Set down exactly the lines below, starting at the one that contains "Target: stone wall cladding" and ending at the one that contains "Target: dark signboard with text", with both of those lines included and nothing else.

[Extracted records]
↓
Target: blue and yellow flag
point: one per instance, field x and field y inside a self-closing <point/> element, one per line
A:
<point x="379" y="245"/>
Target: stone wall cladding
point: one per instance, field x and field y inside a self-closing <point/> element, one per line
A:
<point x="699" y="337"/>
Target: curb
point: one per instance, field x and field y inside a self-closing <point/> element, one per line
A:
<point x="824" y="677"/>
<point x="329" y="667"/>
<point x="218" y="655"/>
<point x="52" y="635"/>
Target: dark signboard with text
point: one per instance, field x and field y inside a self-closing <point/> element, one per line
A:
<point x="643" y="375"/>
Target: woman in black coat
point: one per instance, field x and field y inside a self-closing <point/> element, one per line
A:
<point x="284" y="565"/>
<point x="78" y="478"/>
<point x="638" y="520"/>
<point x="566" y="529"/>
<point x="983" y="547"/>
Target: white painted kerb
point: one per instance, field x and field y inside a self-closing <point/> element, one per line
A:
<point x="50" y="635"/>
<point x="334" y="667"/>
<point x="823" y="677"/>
↑
↓
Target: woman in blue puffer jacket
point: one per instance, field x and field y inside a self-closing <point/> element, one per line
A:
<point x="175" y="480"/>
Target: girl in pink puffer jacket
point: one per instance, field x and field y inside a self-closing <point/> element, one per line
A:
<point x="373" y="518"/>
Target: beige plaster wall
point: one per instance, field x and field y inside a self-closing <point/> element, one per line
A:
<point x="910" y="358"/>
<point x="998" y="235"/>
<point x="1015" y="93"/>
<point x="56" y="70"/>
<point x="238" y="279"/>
↑
↓
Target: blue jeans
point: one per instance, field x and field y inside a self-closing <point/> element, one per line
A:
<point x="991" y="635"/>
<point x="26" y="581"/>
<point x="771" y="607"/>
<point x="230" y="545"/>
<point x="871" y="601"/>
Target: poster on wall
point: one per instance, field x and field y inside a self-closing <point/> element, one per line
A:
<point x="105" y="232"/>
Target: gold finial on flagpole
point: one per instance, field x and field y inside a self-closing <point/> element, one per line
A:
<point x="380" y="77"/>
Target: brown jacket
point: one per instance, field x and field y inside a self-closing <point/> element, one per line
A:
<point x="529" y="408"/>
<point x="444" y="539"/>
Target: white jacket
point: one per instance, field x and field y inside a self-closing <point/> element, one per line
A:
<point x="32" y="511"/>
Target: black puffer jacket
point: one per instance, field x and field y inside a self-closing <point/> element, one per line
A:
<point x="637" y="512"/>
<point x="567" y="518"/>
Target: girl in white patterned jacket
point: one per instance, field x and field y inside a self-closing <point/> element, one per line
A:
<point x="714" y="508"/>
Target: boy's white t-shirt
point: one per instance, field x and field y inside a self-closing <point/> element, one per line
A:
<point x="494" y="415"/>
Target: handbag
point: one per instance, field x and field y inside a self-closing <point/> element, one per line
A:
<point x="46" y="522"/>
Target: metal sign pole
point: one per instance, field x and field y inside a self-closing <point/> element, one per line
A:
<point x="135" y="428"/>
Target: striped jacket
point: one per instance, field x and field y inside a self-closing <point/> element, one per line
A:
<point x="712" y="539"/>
↑
* ANSWER SECTION
Target: stone wall cladding
point: one per instance, field x and field y inside a self-closing <point/> element, one per line
A:
<point x="699" y="337"/>
Target: curb
point: one per instance, field x and field y inside a self-closing <point/> element, one per line
A:
<point x="824" y="677"/>
<point x="329" y="667"/>
<point x="218" y="655"/>
<point x="52" y="635"/>
Target: dark signboard with text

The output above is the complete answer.